Retype every entry in its entirety, without alteration.

** Start **

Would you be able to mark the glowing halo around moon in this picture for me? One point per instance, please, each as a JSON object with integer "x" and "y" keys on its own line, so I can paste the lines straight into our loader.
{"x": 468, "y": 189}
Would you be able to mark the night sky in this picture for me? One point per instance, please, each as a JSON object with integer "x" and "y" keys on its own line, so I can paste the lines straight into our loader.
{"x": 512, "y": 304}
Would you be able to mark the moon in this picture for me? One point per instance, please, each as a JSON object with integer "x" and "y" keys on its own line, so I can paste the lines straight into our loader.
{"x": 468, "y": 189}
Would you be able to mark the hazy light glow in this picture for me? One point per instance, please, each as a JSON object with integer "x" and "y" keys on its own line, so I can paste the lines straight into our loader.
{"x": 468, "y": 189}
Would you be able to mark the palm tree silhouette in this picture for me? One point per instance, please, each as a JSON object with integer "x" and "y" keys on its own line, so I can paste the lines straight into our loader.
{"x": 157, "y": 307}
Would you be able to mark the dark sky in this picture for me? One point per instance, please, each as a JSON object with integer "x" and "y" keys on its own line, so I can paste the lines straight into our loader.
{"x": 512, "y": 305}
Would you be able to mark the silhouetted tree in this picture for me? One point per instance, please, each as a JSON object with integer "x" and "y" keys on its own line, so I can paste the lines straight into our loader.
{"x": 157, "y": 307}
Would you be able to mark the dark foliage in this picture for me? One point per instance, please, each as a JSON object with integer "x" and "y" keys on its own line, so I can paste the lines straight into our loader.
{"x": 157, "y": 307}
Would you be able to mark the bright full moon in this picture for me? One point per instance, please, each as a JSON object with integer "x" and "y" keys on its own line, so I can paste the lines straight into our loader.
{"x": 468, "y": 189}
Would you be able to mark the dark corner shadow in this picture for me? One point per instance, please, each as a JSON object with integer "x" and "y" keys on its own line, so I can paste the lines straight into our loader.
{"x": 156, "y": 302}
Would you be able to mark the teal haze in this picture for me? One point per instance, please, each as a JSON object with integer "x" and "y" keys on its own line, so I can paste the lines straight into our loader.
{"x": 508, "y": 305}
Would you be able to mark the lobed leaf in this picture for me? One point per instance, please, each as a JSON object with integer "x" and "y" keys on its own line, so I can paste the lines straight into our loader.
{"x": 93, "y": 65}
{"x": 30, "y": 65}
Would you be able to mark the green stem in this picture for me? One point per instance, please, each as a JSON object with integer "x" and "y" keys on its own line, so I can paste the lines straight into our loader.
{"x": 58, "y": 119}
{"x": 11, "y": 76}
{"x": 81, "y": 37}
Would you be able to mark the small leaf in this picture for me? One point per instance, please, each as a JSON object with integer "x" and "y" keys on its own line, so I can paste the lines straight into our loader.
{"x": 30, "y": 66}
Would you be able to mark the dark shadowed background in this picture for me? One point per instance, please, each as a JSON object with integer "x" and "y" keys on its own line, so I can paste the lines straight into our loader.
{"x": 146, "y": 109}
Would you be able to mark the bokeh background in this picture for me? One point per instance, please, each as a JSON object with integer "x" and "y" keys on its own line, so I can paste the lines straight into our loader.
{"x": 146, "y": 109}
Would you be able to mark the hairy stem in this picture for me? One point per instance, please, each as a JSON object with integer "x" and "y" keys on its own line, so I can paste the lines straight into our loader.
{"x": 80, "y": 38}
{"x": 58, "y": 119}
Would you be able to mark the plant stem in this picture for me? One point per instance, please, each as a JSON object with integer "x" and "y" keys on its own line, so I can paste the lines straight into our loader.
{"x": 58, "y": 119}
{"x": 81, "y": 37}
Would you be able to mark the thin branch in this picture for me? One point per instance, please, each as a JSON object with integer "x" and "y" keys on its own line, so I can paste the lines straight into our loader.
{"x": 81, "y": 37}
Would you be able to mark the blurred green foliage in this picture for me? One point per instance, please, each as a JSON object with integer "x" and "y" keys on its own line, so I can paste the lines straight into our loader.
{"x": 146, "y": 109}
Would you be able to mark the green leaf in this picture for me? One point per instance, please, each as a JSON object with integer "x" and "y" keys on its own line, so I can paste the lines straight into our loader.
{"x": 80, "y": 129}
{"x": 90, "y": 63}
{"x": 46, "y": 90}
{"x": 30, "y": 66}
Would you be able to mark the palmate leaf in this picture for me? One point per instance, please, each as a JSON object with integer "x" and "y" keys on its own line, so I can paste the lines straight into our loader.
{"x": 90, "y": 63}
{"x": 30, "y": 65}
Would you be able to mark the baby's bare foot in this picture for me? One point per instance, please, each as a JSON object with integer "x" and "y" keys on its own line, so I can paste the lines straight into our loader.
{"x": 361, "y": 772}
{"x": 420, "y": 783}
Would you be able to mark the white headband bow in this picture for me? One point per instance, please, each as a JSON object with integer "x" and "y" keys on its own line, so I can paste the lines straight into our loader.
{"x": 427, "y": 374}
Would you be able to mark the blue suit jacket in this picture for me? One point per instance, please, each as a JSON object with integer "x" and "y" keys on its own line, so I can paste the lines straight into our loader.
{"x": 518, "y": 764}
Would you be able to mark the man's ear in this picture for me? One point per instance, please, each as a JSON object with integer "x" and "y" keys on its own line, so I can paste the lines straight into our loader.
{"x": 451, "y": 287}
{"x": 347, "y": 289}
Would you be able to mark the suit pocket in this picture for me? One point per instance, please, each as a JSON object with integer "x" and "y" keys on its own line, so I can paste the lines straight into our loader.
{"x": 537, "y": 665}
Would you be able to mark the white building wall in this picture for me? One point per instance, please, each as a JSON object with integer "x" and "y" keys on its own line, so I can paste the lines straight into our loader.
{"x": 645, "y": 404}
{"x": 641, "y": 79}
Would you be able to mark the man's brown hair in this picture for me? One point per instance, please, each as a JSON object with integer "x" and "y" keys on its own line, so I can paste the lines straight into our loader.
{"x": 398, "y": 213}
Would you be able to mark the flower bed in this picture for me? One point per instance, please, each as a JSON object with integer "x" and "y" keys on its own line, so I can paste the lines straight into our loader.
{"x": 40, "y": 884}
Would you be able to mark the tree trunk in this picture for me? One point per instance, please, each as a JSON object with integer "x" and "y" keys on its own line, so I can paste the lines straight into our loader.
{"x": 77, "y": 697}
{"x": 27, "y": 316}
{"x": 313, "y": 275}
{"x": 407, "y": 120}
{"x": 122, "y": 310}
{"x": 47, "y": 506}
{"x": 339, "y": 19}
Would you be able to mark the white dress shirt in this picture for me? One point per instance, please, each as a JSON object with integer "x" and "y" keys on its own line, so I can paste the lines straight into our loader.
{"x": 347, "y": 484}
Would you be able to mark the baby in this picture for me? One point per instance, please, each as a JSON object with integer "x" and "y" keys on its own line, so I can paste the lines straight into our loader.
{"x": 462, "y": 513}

** End **

:: Result of the exercise ::
Would you be able to mark the glowing halo around moon in this picture for me? One point per instance, please, each as a JSON object with integer "x" and "y" keys on its own line, so I can paste the lines straight into our loader.
{"x": 468, "y": 189}
Would you be able to mark the night sky in this picture for me? One point per instance, please, each as a JSON object with integer "x" and "y" keys on its own line, so I can paste the lines straight into our loader.
{"x": 512, "y": 304}
Would you be able to mark the moon in this picture for me? One point per instance, please, each as a JSON object with integer "x" and "y" keys on its own line, so I can paste the lines straight into our loader.
{"x": 468, "y": 189}
Would you be able to mark the hazy light glow in this picture for me? One point per instance, please, each as a JSON object with integer "x" and "y" keys on its own line, so I can paste the lines straight into our loader.
{"x": 468, "y": 189}
Would you be able to mark the palm tree silhouette in this picture for me? One point per instance, please, each as a JSON object with integer "x" and "y" keys on its own line, so I can paste the lines straight into our loader.
{"x": 157, "y": 307}
Would you be able to mark the dark sky in this picture for me? One point per instance, please, each as a JSON object with integer "x" and "y" keys on its own line, so I can paste the lines straight into our loader.
{"x": 512, "y": 305}
Would you be able to mark the silhouetted tree in this picture for me? One point per instance, please, each as a JSON object with integer "x" and "y" keys on its own line, so I can paste the lines straight into our loader.
{"x": 157, "y": 307}
Would you be able to mark the dark foliage in this picture for me? One point per instance, please, each as a JSON object with integer "x" and "y" keys on its own line, so I can paste the lines straight into our loader.
{"x": 157, "y": 307}
Would you be able to mark the bright full moon in this picture for me? One point per instance, please, each as a JSON object with integer "x" and "y" keys on its own line, so I can paste the lines straight into our loader.
{"x": 468, "y": 189}
Would you be able to mark the dark corner shadow in this picture for me? One point per instance, please, each as a JSON object with integer "x" and "y" keys on its own line, so I can paste the lines straight into our loader.
{"x": 156, "y": 302}
Would you be able to mark the teal haze in this picture for me? One point per instance, please, each as a JSON object with integer "x" and "y" keys on its own line, so I can paste the lines straight into our loader.
{"x": 508, "y": 305}
Would you be able to mark the lobed leaf in this picture for me? One point per instance, please, each as a JSON object with integer "x" and "y" keys on its own line, so I can paste the lines straight into our loader.
{"x": 93, "y": 65}
{"x": 30, "y": 65}
Would you be able to mark the green stem in this picture for me? One point per instance, please, each as a JSON object with integer "x" and "y" keys on its own line, so I can paste the lines straight into our loader.
{"x": 58, "y": 119}
{"x": 11, "y": 76}
{"x": 81, "y": 37}
Would you be able to mark the small leaf in this picture for me? One point per instance, please, each as a JSON object with integer "x" and "y" keys on its own line, so I can paste the lines straight into our loader.
{"x": 30, "y": 66}
Would you be able to mark the dark shadowed background in this picture for me? One point per instance, please, each as a JSON object with integer "x" and "y" keys on its own line, so I can paste the lines straight into our loader.
{"x": 146, "y": 109}
Would you be able to mark the bokeh background in this picture for me? One point per instance, please, each as a JSON object with integer "x" and "y" keys on its own line, so I can paste the lines straight into our loader.
{"x": 146, "y": 109}
Would you be able to mark the hairy stem in this picture for me? One point per instance, please, each as a JSON object with integer "x" and "y" keys on its own line, so I can paste the lines straight into our loader.
{"x": 80, "y": 38}
{"x": 58, "y": 119}
Would you be able to mark the plant stem in this picture for me? One point per instance, please, each as a JSON object with integer "x" and "y" keys on its own line, so I can paste the lines straight into our loader.
{"x": 58, "y": 119}
{"x": 81, "y": 37}
Would you be able to mark the thin branch in this picture for me? One point per instance, please, each as a JSON object with integer "x" and "y" keys on its own line, so I can paste the lines straight into our loader.
{"x": 81, "y": 37}
Would you be able to mark the blurred green foliage in this picture for me? One point per instance, please, each as a JSON object with integer "x" and "y" keys on its own line, so I can paste the lines straight into our loader.
{"x": 146, "y": 109}
Would you be able to mark the green leaf in this picture for me? One point per instance, please, each as a JSON object with integer "x" and "y" keys on its own line, so I can paste the lines straight into our loader.
{"x": 80, "y": 129}
{"x": 90, "y": 63}
{"x": 46, "y": 90}
{"x": 30, "y": 66}
Would you be able to mark the palmate leaf in this picture for me? One point per instance, please, each as a JSON object with integer "x" and "y" keys on its own line, so I can paste the lines straight into our loader.
{"x": 90, "y": 63}
{"x": 30, "y": 65}
Would you be able to mark the baby's bare foot in this picture for me? One point per instance, please, each as a JSON object with integer "x" and "y" keys on its own line, so I can paste the lines straight into our loader.
{"x": 361, "y": 772}
{"x": 420, "y": 783}
Would you be able to mark the white headband bow in this picture for me? One point per instance, please, each as a JSON object with integer "x" and "y" keys on its own line, so I can paste the lines straight into our loader.
{"x": 427, "y": 374}
Would you be able to mark the blue suit jacket in this picture for me? One point per instance, please, each as a JSON object with integer "x" and "y" keys on its own line, so I can paste the lines straight into our loader.
{"x": 518, "y": 764}
Would you be able to mark the man's ear in this picture for me? One point per instance, please, each as a JSON object with integer "x" and "y" keys on its own line, so I can paste the lines straight into our loader.
{"x": 451, "y": 287}
{"x": 347, "y": 289}
Would you be able to mark the suit pocket in this picture for me? One point per instance, please, each as a JSON object with integer "x" and "y" keys on its own line, so I can paste the lines straight into our loader.
{"x": 537, "y": 665}
Would you be able to mark the white building wall in this picture for me? One point per instance, please, each as a JSON object with integer "x" and "y" keys on its own line, so I can paste the lines straight into our loader.
{"x": 645, "y": 404}
{"x": 641, "y": 79}
Would you be able to mark the man's brown hair in this picture for me? One point per instance, please, each as a JSON object with integer "x" and "y" keys on its own line, so I can paste the lines straight into our loader.
{"x": 398, "y": 213}
Would you be able to mark the flower bed in this picture for me? One point per instance, please, each as a JSON object with integer "x" and "y" keys on its own line, so I can paste the lines straight into our loader.
{"x": 40, "y": 884}
Would you be able to mark the tree trunk in this picture for me? One point per instance, please, each as a JSON object with integer "x" and "y" keys on its own line, so I can paste the lines straight into our loader.
{"x": 77, "y": 697}
{"x": 27, "y": 316}
{"x": 313, "y": 275}
{"x": 407, "y": 120}
{"x": 122, "y": 310}
{"x": 47, "y": 506}
{"x": 339, "y": 19}
Would you be able to mark the white dress shirt in this picture for me? One point per instance, please, each as a JSON object with integer "x" and "y" keys on its own line, so I can paste the lines straight into our loader.
{"x": 347, "y": 484}
Would you be able to mark the baby in this picture for me? One point per instance, please, each as a JSON object with integer "x" and "y" keys on its own line, so I can paste the lines straight into our loader.
{"x": 462, "y": 513}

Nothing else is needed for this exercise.